___ Provided text ___
Australian Baseball League will play a significantly longer home and away season in 2015/16, with each club scheduled for fifty-six games.

 

This represents a twenty per cent increase on last season and it is consistent with league undertakings from the very start that the national competition will be subject – over time - to a manageable expansion programme.

 

While anticipated, expansion of the regular season has implications and it poses certain challenges for an Australian grassroots community that can arguably do more to help embrace what is a terrific baseball product.   

 

The regular season will start on 23 October and will run through with minimal interruption to a Championship Series scheduled for the first week in February.

 

Home and away series have been scheduled up until 20 December this year and will resume on Boxing Day before a full calendar of games right through January.

 

Each club will play seven four-game home series.

 

Opening Round games will be played in Perth (at home to Adelaide Bite), Canberra (at home to Brisbane Bandits) and Melbourne (at home to Sydney Blue Sox).

 

In scheduling games right through the holiday season, the Australian Baseball League is clearly focused on maximising spectator support while being mindful of club baseball – which in most states winds up in mid-December and resumes in mid to late January.

 

What remains a concern is the matter of attendances at ABL games and it will be interesting to note whether or not the games scheduled during the Christmas holiday season will be able to draw consistent numbers. While Perth Heat and Adelaide Bite drew an average of over 1000 per game during the 2014/15 regular season (Perth was well ahead on 1357 per game), the other states recorded a consistently lower average than the figures that were given five years ago as a break-even level for any game.
___ Data section ___
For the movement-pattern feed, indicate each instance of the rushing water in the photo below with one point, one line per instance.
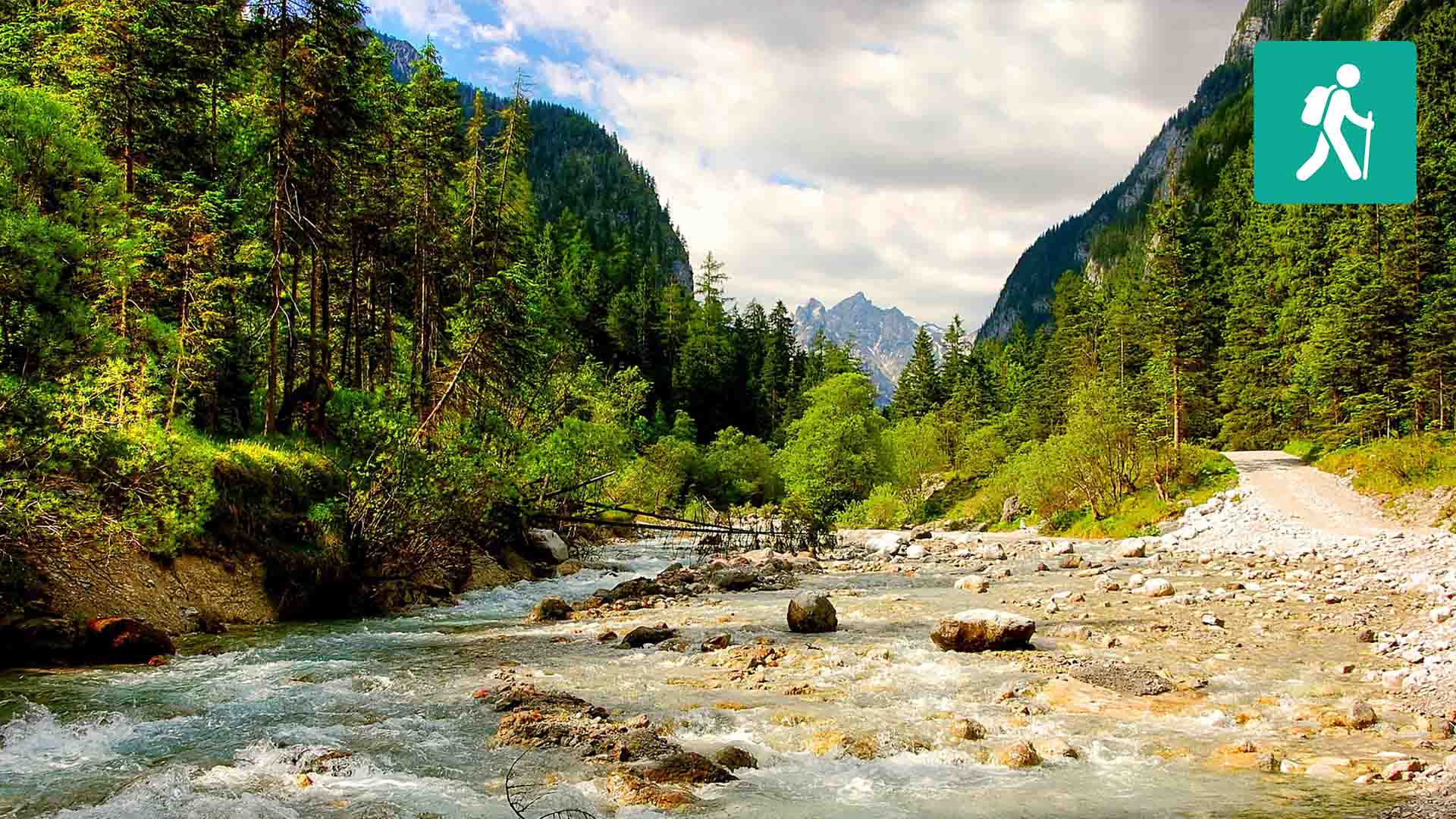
(220, 735)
___
◆ **Written task 1**:
Answer these from the article on the Australian Baseball League season:
(a) How many games is each club scheduled to play in 2015/16?
(b) On what date does the regular season start?
(c) What was Perth's average attendance per game in the 2014/15 regular season?
◆ **Written task 2**: In the article on the Australian Baseball League season, rewrite the paragraph beginning "In scheduling games right through the holiday season" as one shorter sentence that keeps its main facts.
◆ **Written task 3**: Write the next part of the article on the Australian Baseball League season, starting after its final sentence.
Nothing in the material is needed here.

◆ **Exercise output 1**:
(a) Fifty-six games.
(b) 23 October.
(c) 1357 per game.

◆ **Exercise output 2**: By playing through the holidays, the league aims to maximize spectator support while respecting club baseball, which in most states stops in mid-December and resumes in mid to late January.

◆ **Exercise output 3**:
 

What has become abundantly clear to all over the past several years is that the success and long-term viability of the Australian Baseball League are inextricably linked to the creation of positive working links between the ABL clubs and the state associations – evidenced, especially, by the great success that Perth Heat has enjoyed in the west.

 

Approaching the sixth season of the revamped national league, one assumes that principal shareholders in Major League Baseball and Baseball Australia will be trusting in improved showings by all clubs – but especially those in the east – including Melbourne (which has disappointed fans in the second most populous city) and Sydney (which has been a regular finalist without being able to stamp its authority on the league).

 

For the Australian Baseball League to have a serious chance of longer-term viability, Victoria and New South Wales clearly need to have a strong presence. While the Perth Heat club has done magnificently well, while Canberra has enjoyed some great success, Adelaide has had a couple of terrific seasons and Brisbane appears consistently on the improve in a proud baseball state, a Melbourne Aces breakout season is regarded by many as the thus far missing link if the league is to become entrenched into mainstream sporting culture.

 

Six clubs. Six vibrant entities driven by strong administration, effective management and quality playing personnel that includes our own emerging baseball superstars complemented by proven and exciting professionals. That surely needs to be the current focus of the Australian Baseball League, its supporters and our state associations.

 

Across the Tasman, there are noises being made about a possible entry of a New Zealand side to Australian Baseball League in the not so distant future. And there is the ongoing chat about private ownership and about potential clubs being formed along the eastern seaboard.

 

All of that is surely some distance down the track. Our more immediate focus should be on supporting the six current clubs and on supporting the Australian Baseball League – in such manners as we are able – as it moves towards its sixth season in a crowded Australian sports market.

 

We look forward to an exciting build-up towards the 2015/16 Australian Baseball League season.

 

 

Australian Baseball Alumni invites any person who would like to provide us with a considered view on any serious matter pertaining to our domestic baseball that they would like published on these pages to contact us (kcollins@iprimus.com.au).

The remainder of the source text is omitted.